Segment Start: RECORD EXTRACTS

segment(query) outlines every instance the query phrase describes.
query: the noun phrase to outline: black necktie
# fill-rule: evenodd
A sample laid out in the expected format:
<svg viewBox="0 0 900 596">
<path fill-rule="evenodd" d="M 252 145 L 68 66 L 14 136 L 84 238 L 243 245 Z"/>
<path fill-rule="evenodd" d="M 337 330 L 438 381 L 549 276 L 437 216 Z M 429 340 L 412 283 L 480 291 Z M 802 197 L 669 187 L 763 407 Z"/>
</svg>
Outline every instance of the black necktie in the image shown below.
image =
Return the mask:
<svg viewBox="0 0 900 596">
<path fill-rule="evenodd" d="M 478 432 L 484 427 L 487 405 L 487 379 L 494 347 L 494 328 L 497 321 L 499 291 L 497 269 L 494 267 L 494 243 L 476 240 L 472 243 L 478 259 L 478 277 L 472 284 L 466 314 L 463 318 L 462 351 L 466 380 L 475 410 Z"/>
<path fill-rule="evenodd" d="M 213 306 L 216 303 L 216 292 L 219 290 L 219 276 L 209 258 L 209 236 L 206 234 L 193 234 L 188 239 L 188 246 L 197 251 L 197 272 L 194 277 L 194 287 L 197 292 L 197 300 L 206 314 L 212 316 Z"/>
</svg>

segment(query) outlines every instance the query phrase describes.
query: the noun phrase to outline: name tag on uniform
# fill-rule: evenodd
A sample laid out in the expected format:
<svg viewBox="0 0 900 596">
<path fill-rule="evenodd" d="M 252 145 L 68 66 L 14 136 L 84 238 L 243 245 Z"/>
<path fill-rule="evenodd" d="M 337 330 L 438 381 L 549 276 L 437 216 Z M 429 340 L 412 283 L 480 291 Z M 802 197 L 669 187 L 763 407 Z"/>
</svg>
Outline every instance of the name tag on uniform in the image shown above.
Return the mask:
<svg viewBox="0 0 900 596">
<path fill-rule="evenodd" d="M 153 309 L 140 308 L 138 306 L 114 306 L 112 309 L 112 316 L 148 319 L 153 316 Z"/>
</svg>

Segment End: RECORD EXTRACTS

* [PROBLEM DETAILS]: When you answer, repeat each entry exactly as it appears above.

* [RESULT FOR THIS TASK]:
segment(query) outlines every instance the query phrase describes.
query: the noun phrase to outline: black necktie
# fill-rule: evenodd
A sample laid out in the expected format:
<svg viewBox="0 0 900 596">
<path fill-rule="evenodd" d="M 252 145 L 68 66 L 14 136 L 84 238 L 243 245 Z"/>
<path fill-rule="evenodd" d="M 337 330 L 438 381 L 549 276 L 437 216 Z M 429 340 L 412 283 L 480 291 Z M 802 197 L 669 187 L 763 407 Z"/>
</svg>
Outline every instance of the black necktie in the image shown below.
image =
Return the mask:
<svg viewBox="0 0 900 596">
<path fill-rule="evenodd" d="M 478 432 L 484 427 L 487 405 L 487 379 L 494 347 L 494 328 L 497 321 L 499 291 L 497 269 L 494 267 L 494 243 L 476 240 L 472 243 L 478 259 L 478 277 L 472 284 L 466 314 L 463 318 L 462 351 L 466 380 L 475 410 Z"/>
<path fill-rule="evenodd" d="M 213 306 L 216 303 L 216 292 L 219 290 L 219 276 L 209 258 L 209 236 L 206 234 L 193 234 L 188 239 L 188 246 L 197 251 L 197 272 L 194 277 L 194 287 L 197 292 L 197 300 L 206 314 L 212 316 Z"/>
</svg>

segment(query) outlines every instance the query phrase describes.
query: the noun phrase to outline: name tag on uniform
# fill-rule: evenodd
A sample laid out in the expected format:
<svg viewBox="0 0 900 596">
<path fill-rule="evenodd" d="M 252 145 L 68 66 L 14 136 L 84 238 L 243 245 Z"/>
<path fill-rule="evenodd" d="M 337 330 L 438 381 L 549 276 L 437 216 Z M 429 340 L 412 283 L 480 291 Z M 802 197 L 669 187 L 763 407 Z"/>
</svg>
Outline every instance of the name tag on uniform in the image shown above.
Return the mask:
<svg viewBox="0 0 900 596">
<path fill-rule="evenodd" d="M 153 309 L 140 308 L 138 306 L 114 306 L 112 309 L 112 316 L 148 319 L 153 316 Z"/>
</svg>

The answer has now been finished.